== 作業指示 A ==
免疫のしくみについての文章を二文で要約してください。
== 作業指示 B ==
免疫のしくみについての文章を、最後の文の後から書き進めてください。

今年の冬は例年よりも一段と寒さが厳しく、外出するのもためらうような日々が続きますが、私の周りでは不思議と風邪を引く人がほとんどいません。これは、おそらく免疫力に由来するものだと考えられます。ところで、「免疫力が強いと風邪を引かない」という言葉をよく耳にしますが、では「免疫はどのようなしくみで働いているのか?」と聞かれると、意外と答えるのは難しいものです。今回は、なんとなく分かっているような気がするものの、イメージするのがちょっと難しい「免疫のしくみ」について簡単にお話したいと思います。
病原体やウィルスの侵入を察知して
身体の免疫システムが作動する
私たちの体の中には、風邪などの病原体が侵入したときに病原体を食べてくれる「食細胞」という免疫細胞がいます。食細胞は、体の中で病原体に出会うとこれをパクパクと食べてくれる心強い味方です。これで「病原体対策は万全!」……なら良いのですが、食細胞は比較的大きな病原体は食べることができても、病原体が作り出した毒素やウイルスのような小さなものは食べるのが苦手です。また、細胞の外で出会った病原体は食べてくれるのですが、細胞の中に入り込んでしまった病原体は食べることができません。このようなとき、食細胞の中には助けを呼びに行く細胞がいます。この細胞は、自分が出会った病原体の情報を伝えることを専門とするプロの情報屋です。情報屋は病原体の情報を手に、助けを求めてリンパ節へと向かいます。リンパ節にたどり着き、情報を手渡す相手はヘルパーT細胞です。情報を受け取ったヘルパーT細胞は、武器を携えたB細胞に攻撃開始の命令を下します。B細胞の武器は「抗体(こうたい)」と呼ばれる弾丸を込めたライフル銃のようなもので、B細胞はこのライフル銃でウイルスや毒素に向かって次々と抗体を発射し、無力化していきます。また、抗体にはおもしろい特徴があり、弾丸でありながらスパイスの一面も併せ持ちます。食細胞にとって『普通のご飯』である病原体に抗体がくっつくことによって、その姿を『本格チャーハン』へと生まれ変わらせ、食細胞の食欲をいっそう亢進させます。

== データ行 ==

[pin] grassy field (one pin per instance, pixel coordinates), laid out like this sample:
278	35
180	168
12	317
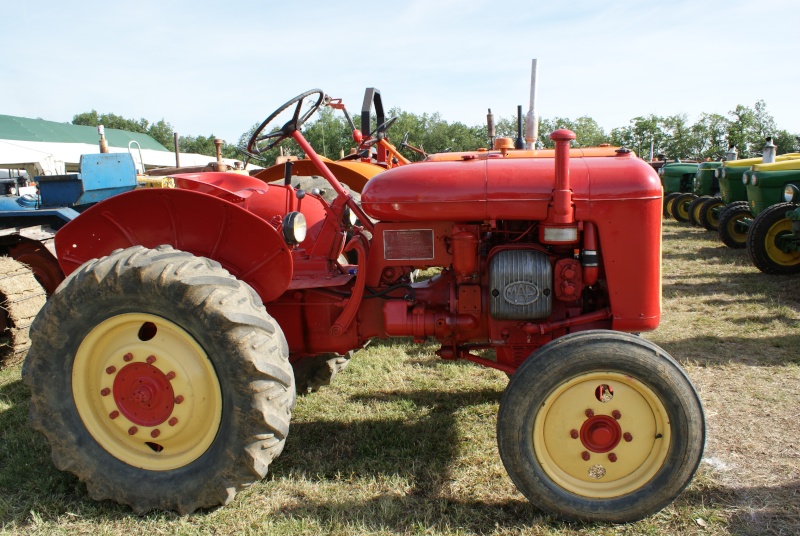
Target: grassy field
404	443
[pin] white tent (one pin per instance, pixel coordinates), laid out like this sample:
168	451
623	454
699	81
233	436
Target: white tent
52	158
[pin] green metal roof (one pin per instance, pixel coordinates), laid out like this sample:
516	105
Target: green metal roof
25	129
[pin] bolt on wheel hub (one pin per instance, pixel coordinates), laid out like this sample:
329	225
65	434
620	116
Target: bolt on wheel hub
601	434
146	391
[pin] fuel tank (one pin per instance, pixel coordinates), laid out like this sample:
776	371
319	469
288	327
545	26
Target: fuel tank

== 回答欄 A ==
体内の食細胞は病原体を食べますが、毒素やウイルスのような小さなものや細胞の中に入り込んだ病原体は食べられず、そのときは情報屋の細胞がリンパ節へ向かってヘルパーT細胞に病原体の情報を渡します。ヘルパーT細胞の命令を受けたB細胞は抗体を次々と発射してウイルスや毒素を無力化し、抗体は病原体にくっつくことで食細胞の食欲をいっそう高める働きも持ちます。

== 回答欄 B ==
頭部の老廃物を排泄することで体内環境良化
白血球の働きもスムーズに
私たちの体は、このように複数の手段を用いて病原体に対抗しています。また、食細胞、ヘルパーT細胞、B細胞などの免疫細胞は、血液細胞に属し、白血球と呼ばれています。すなわち、免疫力を高めるためには、白血球が正常に働けるような良い血液環境を作ることが大切であるといえるのではないでしょうか?アロマタッチをご利用されている方の多くが風邪を引きにくくなるのは、定期的に頭部から老廃物を排泄することによって、きれいな体内環境を維持し、常に白血球がスムーズに働ける状態を保っているためなのかもしれません。次回は、今回話しきれなかった免疫のさらなるしくみについてお話したいと思います。